**Problem:** Show each line below that contains the word "bike", copying every such line in full.

··· Data for processing

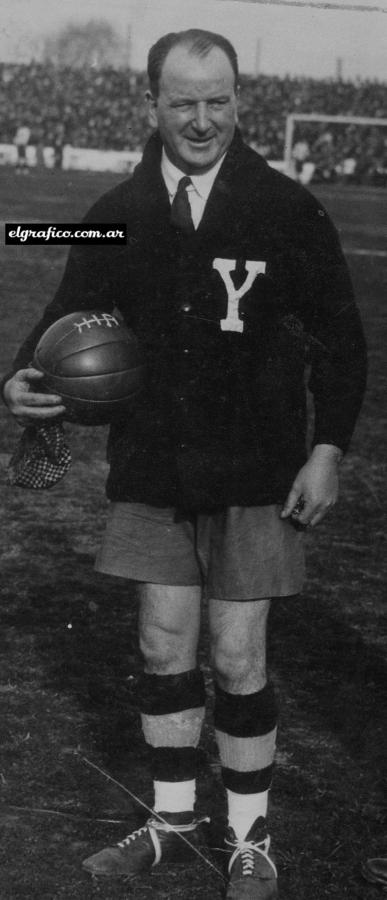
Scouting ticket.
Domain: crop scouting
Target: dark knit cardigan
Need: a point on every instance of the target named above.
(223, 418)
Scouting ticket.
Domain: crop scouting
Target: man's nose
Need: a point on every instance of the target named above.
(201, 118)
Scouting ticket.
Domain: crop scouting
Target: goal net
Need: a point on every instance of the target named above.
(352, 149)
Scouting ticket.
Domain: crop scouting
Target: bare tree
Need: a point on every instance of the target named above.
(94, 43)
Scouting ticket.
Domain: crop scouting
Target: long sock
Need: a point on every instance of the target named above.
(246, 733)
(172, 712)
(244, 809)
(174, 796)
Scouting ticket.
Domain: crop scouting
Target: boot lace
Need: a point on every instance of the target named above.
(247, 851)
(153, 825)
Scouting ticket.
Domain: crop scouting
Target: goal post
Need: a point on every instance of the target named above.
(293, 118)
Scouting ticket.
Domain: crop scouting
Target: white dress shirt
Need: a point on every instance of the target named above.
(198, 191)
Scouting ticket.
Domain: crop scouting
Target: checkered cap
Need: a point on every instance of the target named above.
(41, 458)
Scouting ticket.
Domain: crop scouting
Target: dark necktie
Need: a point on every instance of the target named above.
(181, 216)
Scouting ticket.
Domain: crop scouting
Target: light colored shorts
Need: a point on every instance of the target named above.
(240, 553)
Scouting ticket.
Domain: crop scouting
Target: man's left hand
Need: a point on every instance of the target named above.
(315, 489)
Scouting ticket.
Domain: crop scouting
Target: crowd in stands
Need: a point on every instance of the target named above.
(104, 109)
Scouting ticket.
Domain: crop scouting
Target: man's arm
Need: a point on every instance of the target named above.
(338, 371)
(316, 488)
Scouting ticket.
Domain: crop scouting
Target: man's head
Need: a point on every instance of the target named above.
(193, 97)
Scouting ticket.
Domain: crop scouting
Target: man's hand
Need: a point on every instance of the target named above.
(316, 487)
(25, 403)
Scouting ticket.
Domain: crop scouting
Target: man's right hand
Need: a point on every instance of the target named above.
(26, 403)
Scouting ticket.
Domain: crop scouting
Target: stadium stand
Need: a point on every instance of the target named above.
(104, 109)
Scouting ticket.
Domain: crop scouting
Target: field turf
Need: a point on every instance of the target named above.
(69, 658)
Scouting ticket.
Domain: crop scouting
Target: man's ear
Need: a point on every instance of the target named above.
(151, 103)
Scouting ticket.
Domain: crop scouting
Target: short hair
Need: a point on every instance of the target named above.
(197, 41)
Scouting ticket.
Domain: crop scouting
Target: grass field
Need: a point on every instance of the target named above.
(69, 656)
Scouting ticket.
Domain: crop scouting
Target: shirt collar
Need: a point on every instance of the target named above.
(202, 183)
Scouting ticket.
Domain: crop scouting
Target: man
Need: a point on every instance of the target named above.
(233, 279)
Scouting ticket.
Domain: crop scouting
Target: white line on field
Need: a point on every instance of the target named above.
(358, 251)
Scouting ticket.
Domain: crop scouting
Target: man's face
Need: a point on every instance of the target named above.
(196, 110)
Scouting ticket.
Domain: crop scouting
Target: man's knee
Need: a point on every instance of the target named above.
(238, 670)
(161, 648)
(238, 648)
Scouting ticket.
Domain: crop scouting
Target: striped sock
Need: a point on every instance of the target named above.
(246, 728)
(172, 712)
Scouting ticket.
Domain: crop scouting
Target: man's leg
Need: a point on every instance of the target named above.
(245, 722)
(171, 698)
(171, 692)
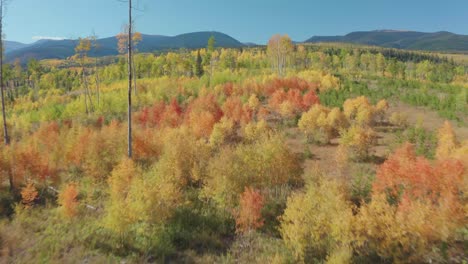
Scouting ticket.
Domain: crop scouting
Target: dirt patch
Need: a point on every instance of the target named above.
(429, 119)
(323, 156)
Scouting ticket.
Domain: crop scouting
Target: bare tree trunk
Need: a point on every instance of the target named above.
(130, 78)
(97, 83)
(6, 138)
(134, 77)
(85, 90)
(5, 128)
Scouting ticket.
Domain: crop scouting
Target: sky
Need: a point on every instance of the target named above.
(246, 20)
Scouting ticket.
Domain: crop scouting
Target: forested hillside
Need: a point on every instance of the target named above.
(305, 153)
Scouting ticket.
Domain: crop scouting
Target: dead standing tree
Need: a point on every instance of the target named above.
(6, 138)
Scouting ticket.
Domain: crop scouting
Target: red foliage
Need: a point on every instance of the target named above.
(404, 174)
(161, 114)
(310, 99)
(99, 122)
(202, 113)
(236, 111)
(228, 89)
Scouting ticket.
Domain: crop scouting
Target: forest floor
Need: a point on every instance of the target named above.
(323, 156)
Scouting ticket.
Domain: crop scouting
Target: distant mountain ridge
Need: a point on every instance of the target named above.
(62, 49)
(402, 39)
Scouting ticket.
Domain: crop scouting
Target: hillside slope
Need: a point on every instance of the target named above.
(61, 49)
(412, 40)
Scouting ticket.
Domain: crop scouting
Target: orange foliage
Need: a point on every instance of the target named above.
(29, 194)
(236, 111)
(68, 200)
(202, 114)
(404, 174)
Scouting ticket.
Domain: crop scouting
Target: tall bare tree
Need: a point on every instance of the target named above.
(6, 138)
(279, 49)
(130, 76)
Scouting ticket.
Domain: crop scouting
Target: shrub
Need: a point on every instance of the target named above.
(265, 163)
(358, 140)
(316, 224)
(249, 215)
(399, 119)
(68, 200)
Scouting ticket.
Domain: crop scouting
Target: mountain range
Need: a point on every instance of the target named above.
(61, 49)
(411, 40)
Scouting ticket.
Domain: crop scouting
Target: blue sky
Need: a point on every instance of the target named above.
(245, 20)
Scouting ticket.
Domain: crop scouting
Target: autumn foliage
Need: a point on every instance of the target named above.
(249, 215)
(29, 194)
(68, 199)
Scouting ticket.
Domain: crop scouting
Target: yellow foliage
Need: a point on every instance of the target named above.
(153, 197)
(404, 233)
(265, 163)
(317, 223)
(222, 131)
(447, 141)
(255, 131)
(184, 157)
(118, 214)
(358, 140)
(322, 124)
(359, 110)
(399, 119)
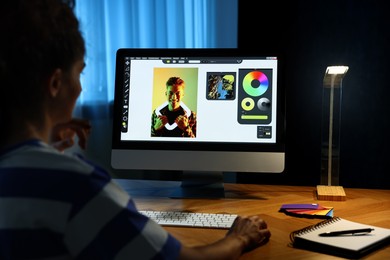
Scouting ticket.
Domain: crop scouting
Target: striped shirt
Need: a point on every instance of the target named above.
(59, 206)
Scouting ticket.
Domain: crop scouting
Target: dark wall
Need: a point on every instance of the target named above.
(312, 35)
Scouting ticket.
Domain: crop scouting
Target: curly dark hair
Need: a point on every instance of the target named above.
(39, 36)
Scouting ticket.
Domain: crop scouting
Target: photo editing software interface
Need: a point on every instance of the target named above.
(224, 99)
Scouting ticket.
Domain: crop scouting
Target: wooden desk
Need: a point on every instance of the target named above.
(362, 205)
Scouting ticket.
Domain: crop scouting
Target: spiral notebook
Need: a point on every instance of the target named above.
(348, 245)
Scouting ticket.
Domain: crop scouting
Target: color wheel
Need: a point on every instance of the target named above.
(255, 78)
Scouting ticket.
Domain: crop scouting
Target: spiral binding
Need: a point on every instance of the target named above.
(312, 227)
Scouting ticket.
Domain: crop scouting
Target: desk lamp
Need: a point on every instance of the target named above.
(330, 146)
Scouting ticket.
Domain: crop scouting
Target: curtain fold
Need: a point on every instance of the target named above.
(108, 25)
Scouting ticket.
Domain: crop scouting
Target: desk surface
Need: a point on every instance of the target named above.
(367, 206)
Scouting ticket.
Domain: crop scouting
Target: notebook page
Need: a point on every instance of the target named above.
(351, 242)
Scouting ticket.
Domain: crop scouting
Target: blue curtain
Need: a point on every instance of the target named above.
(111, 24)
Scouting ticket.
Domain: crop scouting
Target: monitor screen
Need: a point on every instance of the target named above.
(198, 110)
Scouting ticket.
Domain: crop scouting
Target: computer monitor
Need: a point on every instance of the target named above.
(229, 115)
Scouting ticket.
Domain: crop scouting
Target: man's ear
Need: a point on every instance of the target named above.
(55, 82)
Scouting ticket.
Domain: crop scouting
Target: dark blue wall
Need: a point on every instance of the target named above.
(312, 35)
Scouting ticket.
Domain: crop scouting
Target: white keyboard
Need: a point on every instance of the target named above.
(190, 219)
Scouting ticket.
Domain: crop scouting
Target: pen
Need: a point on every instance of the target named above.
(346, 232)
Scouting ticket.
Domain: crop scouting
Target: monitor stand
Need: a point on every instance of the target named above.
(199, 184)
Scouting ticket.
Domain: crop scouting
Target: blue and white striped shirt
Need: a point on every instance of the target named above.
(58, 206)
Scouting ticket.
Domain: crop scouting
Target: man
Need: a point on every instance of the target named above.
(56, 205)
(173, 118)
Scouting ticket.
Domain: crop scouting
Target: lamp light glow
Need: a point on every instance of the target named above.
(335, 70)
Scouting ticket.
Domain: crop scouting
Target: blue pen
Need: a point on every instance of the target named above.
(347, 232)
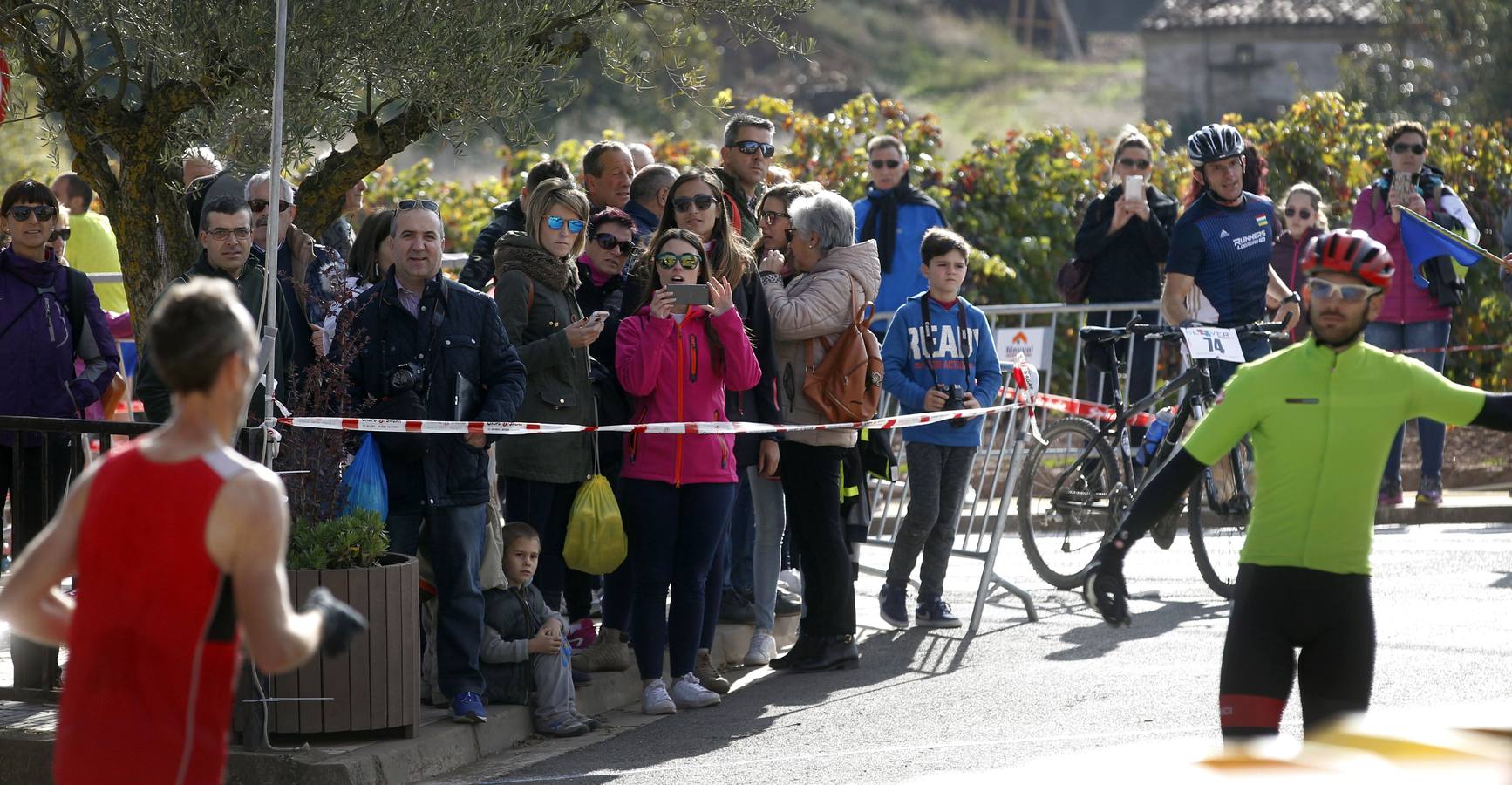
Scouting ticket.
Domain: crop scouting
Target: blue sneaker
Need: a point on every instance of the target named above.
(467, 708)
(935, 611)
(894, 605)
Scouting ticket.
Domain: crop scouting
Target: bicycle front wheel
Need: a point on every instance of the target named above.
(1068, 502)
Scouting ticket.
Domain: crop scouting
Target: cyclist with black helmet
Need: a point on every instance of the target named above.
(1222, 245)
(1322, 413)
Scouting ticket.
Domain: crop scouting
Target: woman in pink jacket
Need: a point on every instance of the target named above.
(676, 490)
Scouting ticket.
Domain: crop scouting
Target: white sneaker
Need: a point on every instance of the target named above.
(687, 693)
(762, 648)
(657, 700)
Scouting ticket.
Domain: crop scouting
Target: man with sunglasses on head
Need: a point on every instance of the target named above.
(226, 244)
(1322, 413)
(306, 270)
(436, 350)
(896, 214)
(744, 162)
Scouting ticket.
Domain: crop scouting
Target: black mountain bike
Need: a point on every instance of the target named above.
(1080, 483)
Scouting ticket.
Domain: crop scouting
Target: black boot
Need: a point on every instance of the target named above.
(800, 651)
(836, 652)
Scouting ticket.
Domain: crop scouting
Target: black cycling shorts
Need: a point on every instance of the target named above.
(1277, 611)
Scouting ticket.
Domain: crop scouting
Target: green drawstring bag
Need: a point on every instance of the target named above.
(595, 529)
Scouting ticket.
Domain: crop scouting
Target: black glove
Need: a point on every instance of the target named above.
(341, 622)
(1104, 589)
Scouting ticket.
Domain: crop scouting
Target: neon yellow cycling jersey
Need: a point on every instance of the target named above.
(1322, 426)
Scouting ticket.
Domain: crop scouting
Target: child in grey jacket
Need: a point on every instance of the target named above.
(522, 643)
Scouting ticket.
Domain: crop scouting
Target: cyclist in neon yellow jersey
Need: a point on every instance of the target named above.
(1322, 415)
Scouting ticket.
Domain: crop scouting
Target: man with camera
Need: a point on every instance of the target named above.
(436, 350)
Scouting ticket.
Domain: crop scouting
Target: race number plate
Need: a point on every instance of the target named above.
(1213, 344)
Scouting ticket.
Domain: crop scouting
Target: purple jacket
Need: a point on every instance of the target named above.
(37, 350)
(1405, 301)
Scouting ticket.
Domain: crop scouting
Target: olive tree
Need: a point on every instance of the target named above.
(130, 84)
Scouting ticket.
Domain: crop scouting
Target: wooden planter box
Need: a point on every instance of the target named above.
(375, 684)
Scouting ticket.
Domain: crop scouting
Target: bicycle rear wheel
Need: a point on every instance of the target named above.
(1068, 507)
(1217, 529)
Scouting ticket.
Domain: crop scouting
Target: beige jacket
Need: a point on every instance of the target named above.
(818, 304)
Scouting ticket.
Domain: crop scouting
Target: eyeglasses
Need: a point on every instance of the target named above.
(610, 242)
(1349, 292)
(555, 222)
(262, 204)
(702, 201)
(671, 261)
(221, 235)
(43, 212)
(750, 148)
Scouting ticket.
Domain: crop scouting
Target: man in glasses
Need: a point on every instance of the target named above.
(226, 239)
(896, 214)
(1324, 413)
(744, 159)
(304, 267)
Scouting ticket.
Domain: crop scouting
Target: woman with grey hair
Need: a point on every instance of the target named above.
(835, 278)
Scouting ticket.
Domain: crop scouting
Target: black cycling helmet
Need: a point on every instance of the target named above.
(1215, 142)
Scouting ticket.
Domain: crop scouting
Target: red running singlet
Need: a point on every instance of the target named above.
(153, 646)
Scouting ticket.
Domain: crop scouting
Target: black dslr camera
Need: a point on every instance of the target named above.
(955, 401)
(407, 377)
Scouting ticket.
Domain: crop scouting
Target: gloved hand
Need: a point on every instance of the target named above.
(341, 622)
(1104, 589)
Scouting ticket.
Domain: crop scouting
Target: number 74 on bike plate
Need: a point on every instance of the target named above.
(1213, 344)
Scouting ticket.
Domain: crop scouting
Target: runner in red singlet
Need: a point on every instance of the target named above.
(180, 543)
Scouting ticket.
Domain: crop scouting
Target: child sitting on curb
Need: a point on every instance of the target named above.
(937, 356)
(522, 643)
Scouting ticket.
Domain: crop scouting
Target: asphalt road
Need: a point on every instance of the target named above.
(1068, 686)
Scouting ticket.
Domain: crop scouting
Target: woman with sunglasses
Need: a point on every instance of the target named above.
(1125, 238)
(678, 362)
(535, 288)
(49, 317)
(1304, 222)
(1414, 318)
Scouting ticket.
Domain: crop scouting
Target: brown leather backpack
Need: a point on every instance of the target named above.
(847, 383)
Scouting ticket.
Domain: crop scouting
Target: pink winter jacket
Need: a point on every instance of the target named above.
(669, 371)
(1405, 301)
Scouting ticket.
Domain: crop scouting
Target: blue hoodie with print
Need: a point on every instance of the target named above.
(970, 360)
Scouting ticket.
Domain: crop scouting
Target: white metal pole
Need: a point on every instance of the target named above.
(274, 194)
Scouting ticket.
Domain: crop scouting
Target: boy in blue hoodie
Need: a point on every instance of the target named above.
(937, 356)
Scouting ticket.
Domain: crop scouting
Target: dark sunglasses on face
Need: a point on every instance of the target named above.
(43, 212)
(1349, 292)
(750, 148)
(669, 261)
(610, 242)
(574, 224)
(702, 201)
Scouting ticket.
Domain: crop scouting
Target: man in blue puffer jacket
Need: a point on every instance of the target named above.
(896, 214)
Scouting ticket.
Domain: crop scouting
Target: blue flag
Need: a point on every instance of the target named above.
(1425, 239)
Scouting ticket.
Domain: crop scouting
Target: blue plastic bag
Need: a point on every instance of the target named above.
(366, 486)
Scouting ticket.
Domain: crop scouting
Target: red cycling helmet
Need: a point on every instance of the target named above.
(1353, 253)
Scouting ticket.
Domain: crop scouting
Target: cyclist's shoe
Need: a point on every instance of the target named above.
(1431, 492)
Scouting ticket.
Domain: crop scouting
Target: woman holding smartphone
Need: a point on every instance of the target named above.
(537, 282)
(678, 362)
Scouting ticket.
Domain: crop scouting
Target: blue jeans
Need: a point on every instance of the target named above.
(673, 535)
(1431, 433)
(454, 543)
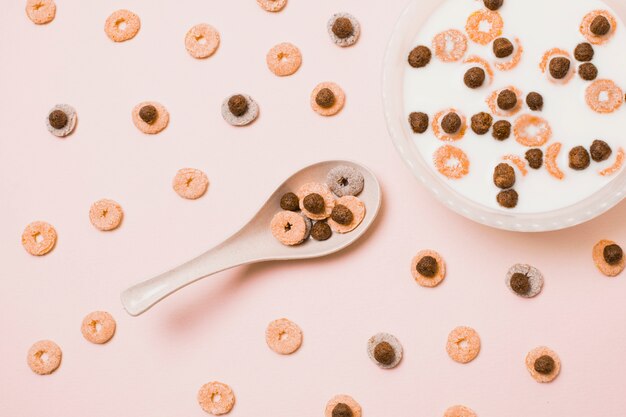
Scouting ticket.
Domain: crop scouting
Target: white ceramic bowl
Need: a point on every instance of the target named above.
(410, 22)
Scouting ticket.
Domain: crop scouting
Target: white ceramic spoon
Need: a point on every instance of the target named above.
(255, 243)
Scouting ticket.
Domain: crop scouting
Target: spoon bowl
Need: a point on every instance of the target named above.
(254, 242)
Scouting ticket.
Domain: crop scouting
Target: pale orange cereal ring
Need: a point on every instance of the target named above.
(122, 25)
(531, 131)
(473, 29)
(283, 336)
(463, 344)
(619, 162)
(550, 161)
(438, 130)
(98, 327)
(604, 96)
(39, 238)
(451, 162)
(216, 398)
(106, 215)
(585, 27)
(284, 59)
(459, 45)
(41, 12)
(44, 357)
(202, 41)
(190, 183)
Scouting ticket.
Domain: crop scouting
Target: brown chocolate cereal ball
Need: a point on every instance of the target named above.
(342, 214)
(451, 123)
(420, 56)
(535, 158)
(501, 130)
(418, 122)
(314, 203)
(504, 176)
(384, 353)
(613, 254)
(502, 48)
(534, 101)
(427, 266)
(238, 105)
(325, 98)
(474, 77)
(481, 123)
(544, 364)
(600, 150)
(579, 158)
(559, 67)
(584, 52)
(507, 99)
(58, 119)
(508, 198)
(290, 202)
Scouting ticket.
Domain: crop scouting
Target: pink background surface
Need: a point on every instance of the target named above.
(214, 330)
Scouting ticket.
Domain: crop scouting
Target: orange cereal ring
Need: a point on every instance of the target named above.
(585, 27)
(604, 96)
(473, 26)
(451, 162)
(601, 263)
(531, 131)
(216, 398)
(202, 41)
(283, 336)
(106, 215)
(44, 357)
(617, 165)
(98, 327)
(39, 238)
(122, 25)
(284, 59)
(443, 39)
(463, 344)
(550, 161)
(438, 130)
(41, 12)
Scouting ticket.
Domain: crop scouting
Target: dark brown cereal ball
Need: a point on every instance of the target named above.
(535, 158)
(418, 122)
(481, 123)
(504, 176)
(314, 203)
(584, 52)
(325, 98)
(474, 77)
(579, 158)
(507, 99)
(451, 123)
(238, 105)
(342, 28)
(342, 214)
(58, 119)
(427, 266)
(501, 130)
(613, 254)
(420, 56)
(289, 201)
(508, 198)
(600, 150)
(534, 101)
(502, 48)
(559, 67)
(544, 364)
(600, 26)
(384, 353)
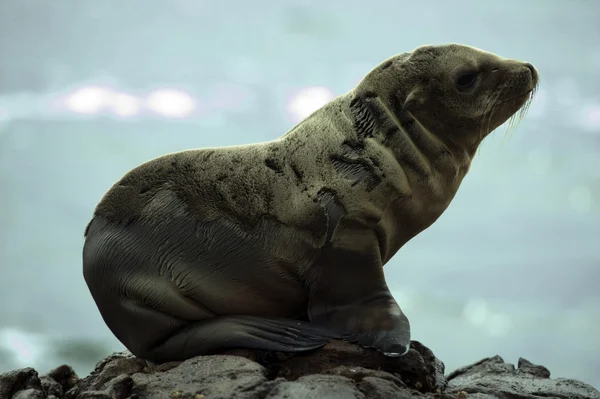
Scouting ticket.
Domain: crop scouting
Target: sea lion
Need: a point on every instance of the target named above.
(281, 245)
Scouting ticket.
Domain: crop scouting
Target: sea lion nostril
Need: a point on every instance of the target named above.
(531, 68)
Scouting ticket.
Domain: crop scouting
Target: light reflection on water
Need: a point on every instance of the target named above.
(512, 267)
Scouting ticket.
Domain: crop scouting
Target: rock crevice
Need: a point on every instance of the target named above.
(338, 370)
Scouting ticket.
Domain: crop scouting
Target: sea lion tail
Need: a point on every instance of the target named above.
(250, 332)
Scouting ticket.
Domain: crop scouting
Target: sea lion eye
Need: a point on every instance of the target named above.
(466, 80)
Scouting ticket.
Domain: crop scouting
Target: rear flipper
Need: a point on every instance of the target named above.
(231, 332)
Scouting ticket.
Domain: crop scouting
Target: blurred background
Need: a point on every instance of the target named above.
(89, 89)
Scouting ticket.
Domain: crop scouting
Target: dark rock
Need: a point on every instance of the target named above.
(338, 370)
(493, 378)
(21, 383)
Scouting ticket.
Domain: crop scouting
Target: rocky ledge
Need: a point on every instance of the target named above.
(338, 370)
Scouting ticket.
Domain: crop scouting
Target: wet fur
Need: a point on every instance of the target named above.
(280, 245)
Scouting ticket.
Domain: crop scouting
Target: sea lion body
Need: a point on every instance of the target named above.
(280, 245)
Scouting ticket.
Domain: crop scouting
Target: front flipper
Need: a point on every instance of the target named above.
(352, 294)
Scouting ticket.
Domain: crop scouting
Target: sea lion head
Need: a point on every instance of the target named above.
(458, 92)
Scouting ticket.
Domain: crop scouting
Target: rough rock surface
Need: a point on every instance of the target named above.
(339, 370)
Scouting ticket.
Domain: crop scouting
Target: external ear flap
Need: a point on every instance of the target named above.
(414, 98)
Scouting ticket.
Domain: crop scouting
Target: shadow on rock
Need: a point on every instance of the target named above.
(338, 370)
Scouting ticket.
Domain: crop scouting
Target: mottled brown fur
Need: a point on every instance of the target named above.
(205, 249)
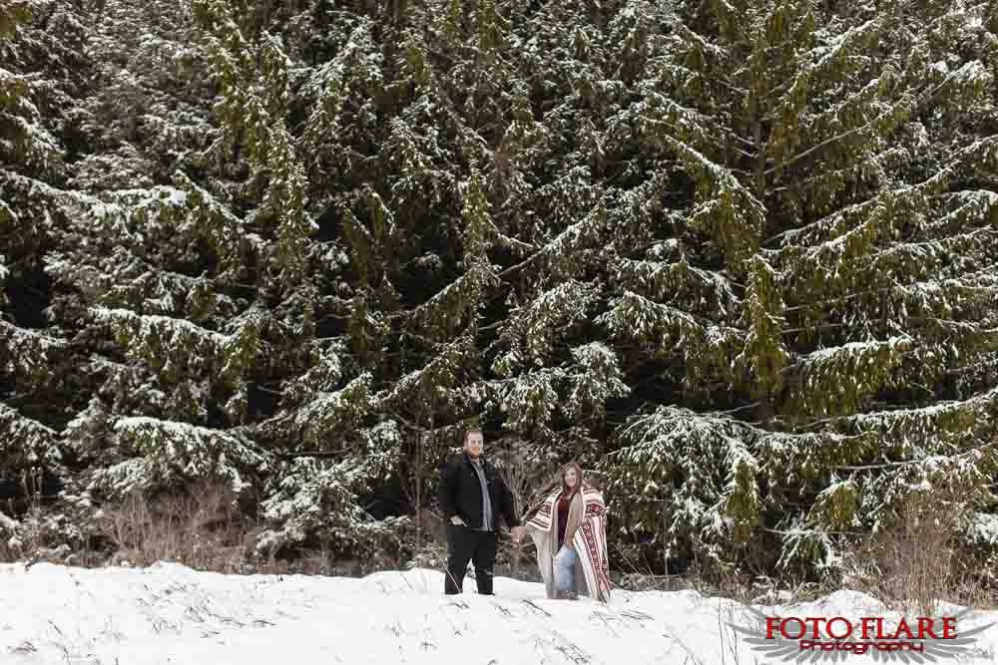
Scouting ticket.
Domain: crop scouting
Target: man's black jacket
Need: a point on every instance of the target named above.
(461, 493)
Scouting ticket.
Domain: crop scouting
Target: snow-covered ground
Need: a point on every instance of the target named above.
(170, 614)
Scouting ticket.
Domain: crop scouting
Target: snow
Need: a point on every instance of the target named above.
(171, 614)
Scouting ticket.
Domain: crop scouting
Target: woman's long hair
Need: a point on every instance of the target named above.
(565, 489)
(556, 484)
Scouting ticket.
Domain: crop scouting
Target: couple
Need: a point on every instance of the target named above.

······

**Problem solution:**
Target: black mountain bike
Target: number 74 on bike plate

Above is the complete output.